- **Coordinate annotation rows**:
========================================================================

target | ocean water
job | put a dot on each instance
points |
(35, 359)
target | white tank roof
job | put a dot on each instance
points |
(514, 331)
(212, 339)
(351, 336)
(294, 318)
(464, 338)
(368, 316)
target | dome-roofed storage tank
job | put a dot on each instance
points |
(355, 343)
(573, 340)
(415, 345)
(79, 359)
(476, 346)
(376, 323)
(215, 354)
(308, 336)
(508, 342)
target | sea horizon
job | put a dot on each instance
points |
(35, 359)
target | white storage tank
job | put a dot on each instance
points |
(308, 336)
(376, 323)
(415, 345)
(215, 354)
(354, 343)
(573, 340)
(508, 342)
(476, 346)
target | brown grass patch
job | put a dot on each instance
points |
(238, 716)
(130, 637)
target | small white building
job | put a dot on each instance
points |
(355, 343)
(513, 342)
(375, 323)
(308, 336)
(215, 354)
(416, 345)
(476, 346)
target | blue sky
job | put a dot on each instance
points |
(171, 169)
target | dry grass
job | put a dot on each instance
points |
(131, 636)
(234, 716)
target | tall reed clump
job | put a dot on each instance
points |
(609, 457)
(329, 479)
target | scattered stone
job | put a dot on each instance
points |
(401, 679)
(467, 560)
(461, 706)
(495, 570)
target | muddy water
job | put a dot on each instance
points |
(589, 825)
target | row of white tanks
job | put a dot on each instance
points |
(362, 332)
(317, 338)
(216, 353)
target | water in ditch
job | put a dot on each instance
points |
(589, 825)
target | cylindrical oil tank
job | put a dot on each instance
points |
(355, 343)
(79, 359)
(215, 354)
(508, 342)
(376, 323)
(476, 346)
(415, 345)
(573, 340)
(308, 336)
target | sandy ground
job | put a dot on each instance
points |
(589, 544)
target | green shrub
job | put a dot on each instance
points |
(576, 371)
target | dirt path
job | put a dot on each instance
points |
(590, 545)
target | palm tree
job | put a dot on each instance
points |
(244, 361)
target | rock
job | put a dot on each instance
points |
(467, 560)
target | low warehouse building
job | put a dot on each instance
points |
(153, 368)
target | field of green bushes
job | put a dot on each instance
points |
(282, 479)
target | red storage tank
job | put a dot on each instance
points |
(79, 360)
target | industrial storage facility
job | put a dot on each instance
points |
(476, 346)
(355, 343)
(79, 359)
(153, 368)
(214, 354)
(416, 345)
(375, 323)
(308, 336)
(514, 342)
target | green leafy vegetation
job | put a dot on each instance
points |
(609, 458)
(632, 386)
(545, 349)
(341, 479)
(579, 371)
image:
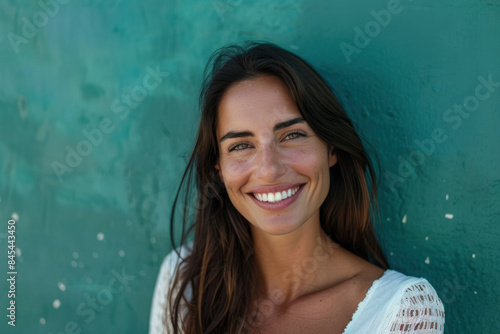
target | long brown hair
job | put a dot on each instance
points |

========================================================================

- **WHAT YOU WILL DO**:
Copy all of the rows above word for word, leaving the picture out of your answer.

- **REPLY TO THE TASK**:
target | ocean water
job | put a dot on each instance
points |
(35, 359)
target | white tank roof
job | put a dot on each instance
points |
(514, 331)
(212, 339)
(351, 336)
(294, 318)
(464, 338)
(368, 316)
target | dome-roofed storage tank
job | put a dot on each instance
points |
(355, 343)
(573, 340)
(415, 345)
(79, 359)
(476, 346)
(376, 323)
(215, 354)
(308, 336)
(508, 342)
target | sea horizon
job | put a dot on each instance
points |
(35, 359)
target | white storage tank
job | put a dot on each instance
points |
(308, 336)
(376, 323)
(415, 345)
(215, 354)
(354, 343)
(573, 340)
(508, 342)
(476, 346)
target | brown grass patch
job | put a dot on each instance
points |
(238, 716)
(130, 637)
target | small white building
job | put a dot on each instance
points |
(355, 343)
(513, 342)
(375, 323)
(308, 336)
(215, 354)
(416, 345)
(476, 346)
target | blue sky
job | put a dot on each instance
points |
(171, 169)
target | dry grass
job | put a dot on each instance
points |
(131, 636)
(234, 716)
target | tall reed clump
job | put a dot on each instance
points |
(609, 457)
(329, 479)
target | scattered stone
job | put a dot on each instance
points |
(401, 679)
(467, 560)
(461, 706)
(495, 570)
target | muddy water
job | put a dot on each instance
points |
(589, 825)
target | row of white tanks
job | put a dot on each instance
points |
(362, 332)
(317, 338)
(216, 353)
target | water in ditch
job | put a dot on each instance
points |
(589, 825)
target | cylindrical oil tank
job | put a dot on each instance
points |
(355, 343)
(79, 359)
(215, 354)
(508, 342)
(376, 323)
(476, 346)
(415, 345)
(573, 340)
(308, 336)
target | sandy ground
job | put a dot on each instance
points |
(589, 544)
target | green shrub
job | put a dot on each instance
points |
(576, 371)
target | dirt path
job | put a dot on each instance
points |
(590, 545)
target | palm tree
job | put a dot on each instance
points |
(244, 361)
target | rock
job | put a dot on each instance
points |
(467, 560)
target | low warehouse building
job | put a dot on each instance
points |
(153, 368)
target | field of green bushes
job | put a dot on each instance
points |
(282, 479)
target | red storage tank
job | put a dot on each instance
points |
(79, 360)
target | industrial storage facility
job | put a dot on each instance
points |
(476, 346)
(355, 343)
(79, 359)
(153, 368)
(214, 354)
(416, 345)
(375, 323)
(308, 336)
(514, 342)
target | green leafy vegetation
job | put a dot on each instance
points |
(609, 458)
(632, 386)
(545, 349)
(341, 479)
(579, 371)
image:
target | long brown hair
job | put a dot on each instance
points |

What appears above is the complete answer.